• **Text extract**:
──────────────────────────────

From the Glass-Steagall Act of 1933 to the Dodd-Frank Wall Street Reform and Consumer Protection Act of 2010, the U.S. banking regulatory environment has been a legal and compliance cacophony.
Since the United States has a dual banking system—banks are federally or state chartered—banking supervision is widespread and extensive. The Office of the Comptroller of Currency (OCC), the Federal Deposit Insurance Corporation (FDIC), and the Board of Governors of the Federal Reserve System are just some of the parties involved with bank administration at the federal level. Furthermore, as promoted by Dodd-Frank, the Financial Stability Oversight Council (FSOC) was fashioned as an additional monitoring agency to oversee the aforementioned primary federal banking regulators.
In addition to these primary federal regulators, there are many state banking boards and commissions that oversee the nation’s banks. Here is an additional short list of agencies and monitoring bodies that supervise depository institutions and financial services firms:
• Consumer Financial Protection Bureau
• The Office of Foreign Assets Control
• The Financial Crimes Enforcement Network
• The Department of Justice
• The Securities and Exchange Commission
• The Commodity Futures Trading Commission
• The Financial Industry Regulatory Authority
Before you start thinking there is no need for the Commodity Futures Trading Commission to regulate the bank where you make your deposits, think again. Banks cannot pick and choose how they’re regulated. To stay profitable and viable in the marketplace, banks are trying to maintain the most profitable client relationships. So they are moving out of relationships that are less profitable and holding on to relationships they wouldn’t want to see go to a competitor.

──────────────────────────────

• **Provided material**:
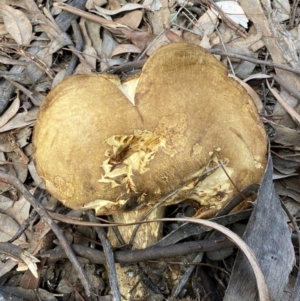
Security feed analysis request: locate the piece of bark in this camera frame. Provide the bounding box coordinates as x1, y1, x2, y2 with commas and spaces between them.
0, 0, 86, 114
224, 157, 295, 301
239, 0, 300, 127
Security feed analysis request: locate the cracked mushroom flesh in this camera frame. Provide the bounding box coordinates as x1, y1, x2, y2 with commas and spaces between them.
33, 43, 266, 219
33, 43, 267, 237
33, 43, 267, 297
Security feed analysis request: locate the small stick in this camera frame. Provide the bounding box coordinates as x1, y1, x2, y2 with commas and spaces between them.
0, 171, 96, 300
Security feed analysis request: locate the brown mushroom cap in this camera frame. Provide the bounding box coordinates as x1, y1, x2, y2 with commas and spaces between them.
33, 43, 267, 214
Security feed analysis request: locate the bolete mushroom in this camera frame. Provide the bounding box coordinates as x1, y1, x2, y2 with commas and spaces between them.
33, 43, 267, 294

──────────────────────────────

• **Actions to take**:
1) In the banking regulation text, which body was set up under Dodd-Frank to oversee the primary federal banking regulators?
2) Repeat the part of the banking regulation text that opens with the words containing "Since the United" and closes with "federal banking regulators.".

• **List of solutions**:
1) The Financial Stability Oversight Council (FSOC).

2)
Since the United States has a dual banking system—banks are federally or state chartered—banking supervision is widespread and extensive. The Office of the Comptroller of Currency (OCC), the Federal Deposit Insurance Corporation (FDIC), and the Board of Governors of the Federal Reserve System are just some of the parties involved with bank administration at the federal level. Furthermore, as promoted by Dodd-Frank, the Financial Stability Oversight Council (FSOC) was fashioned as an additional monitoring agency to oversee the aforementioned primary federal banking regulators.